== SOURCE PASSAGE

Of course, sometimes maximum fidelity is called for. Plain old Hotspotting is good, but adding effects and animations to Events is the proverbial cake icing. Switching from Photoshop to a prototyping tool gives you the freedom to dictate much more, from event triggers – a click, or a mouse hover – to actions, such as a page or style change. The ability to define conditions for every interaction enables you to create a prototype that runs certain actions at certain times during simulation – user testing at the prototyping stage becomes possible with this kind of functionality.
Animations and events
It’s been a long while since websites were purely static affairs, and the mobile experience is even more dynamic. How are you meant to represent that in a PSD mockup? Umm, you can’t. If you need to demonstrate animation in a prototype, you’re better off building with that in mind from the start: choose a tool such as Justinmind that lets you combine advanced animations with your static design files from the start, still without having to switch between tools or write any code. You can play around with the timing, easing and movement of your animation, factors which may be a dealbreaker if you’re designing something that has to be on-trend or brand-exact.
UI elements and kits
Building mockups in Photoshop implies spending time finding or making your own UI elements – icons, screens, etc – to match the specific interface for which you’re designing. If that sounds like a time-suck, it’s because it is. Wireframing tools come equipped with their own stock of UI elements and libraries (Justinmind has hundreds of pre-made UI elements for all interfaces, for example), which are dragged and dropped into the prototypes, and re-used across projects. UI kits, made up of pre-built elements and screens, are a great way to incorporate atomic design principles into prototyped interfaces, and all the icons in the kits are compatible with PSD files, so you won’t lose any elements you made up previously.

====

▶ _TASKS TO PERFORM_:
[a] Reproduce word for word the part of the prototyping passage between "Of course, sometimes" and "kind of functionality.", inclusive.
[b] Answer these questions from the prototyping passage:
(i) What two examples of event triggers does it give?
(ii) Which three factors of an animation can you play around with?
(iii) What are UI kits made up of?

== EXTRACTED RECORDS

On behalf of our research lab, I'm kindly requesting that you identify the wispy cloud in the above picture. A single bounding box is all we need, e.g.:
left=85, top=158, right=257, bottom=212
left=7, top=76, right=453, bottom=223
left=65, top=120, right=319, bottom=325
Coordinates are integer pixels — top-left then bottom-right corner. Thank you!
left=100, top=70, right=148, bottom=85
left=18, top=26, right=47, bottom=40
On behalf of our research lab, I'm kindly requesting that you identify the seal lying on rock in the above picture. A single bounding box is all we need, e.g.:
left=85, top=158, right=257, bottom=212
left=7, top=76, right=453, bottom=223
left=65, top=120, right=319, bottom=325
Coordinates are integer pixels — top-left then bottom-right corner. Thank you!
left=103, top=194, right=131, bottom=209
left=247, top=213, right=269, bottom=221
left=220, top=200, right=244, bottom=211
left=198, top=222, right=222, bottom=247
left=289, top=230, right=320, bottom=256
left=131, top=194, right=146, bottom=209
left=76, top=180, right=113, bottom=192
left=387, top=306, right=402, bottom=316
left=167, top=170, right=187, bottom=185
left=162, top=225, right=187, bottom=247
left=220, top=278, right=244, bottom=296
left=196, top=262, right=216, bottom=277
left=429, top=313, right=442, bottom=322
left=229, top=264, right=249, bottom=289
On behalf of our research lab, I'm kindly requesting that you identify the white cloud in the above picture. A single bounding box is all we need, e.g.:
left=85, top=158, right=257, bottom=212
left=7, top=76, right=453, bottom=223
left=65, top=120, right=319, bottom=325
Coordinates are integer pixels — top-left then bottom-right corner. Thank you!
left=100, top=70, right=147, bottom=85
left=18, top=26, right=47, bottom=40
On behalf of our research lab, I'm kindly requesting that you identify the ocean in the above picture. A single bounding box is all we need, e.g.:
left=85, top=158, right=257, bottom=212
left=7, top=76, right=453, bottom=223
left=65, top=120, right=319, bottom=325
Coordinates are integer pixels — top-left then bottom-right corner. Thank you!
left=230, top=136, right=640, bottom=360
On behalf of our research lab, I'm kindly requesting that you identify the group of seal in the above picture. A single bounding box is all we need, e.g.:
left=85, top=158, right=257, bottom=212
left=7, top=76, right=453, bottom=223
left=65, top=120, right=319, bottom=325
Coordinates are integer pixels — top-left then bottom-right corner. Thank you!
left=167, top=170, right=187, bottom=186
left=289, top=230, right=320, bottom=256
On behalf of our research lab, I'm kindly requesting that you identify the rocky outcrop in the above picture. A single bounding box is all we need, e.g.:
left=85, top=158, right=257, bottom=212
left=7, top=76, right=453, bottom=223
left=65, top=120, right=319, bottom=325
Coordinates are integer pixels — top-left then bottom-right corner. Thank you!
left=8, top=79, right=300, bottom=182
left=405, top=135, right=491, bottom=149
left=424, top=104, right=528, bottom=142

====

▶ _ANSWERS BY TASK_:
[a]
Of course, sometimes maximum fidelity is called for. Plain old Hotspotting is good, but adding effects and animations to Events is the proverbial cake icing. Switching from Photoshop to a prototyping tool gives you the freedom to dictate much more, from event triggers – a click, or a mouse hover – to actions, such as a page or style change. The ability to define conditions for every interaction enables you to create a prototype that runs certain actions at certain times during simulation – user testing at the prototyping stage becomes possible with this kind of functionality.

[b]
(i) A click, or a mouse hover.
(ii) Timing, easing and movement.
(iii) Pre-built elements and screens.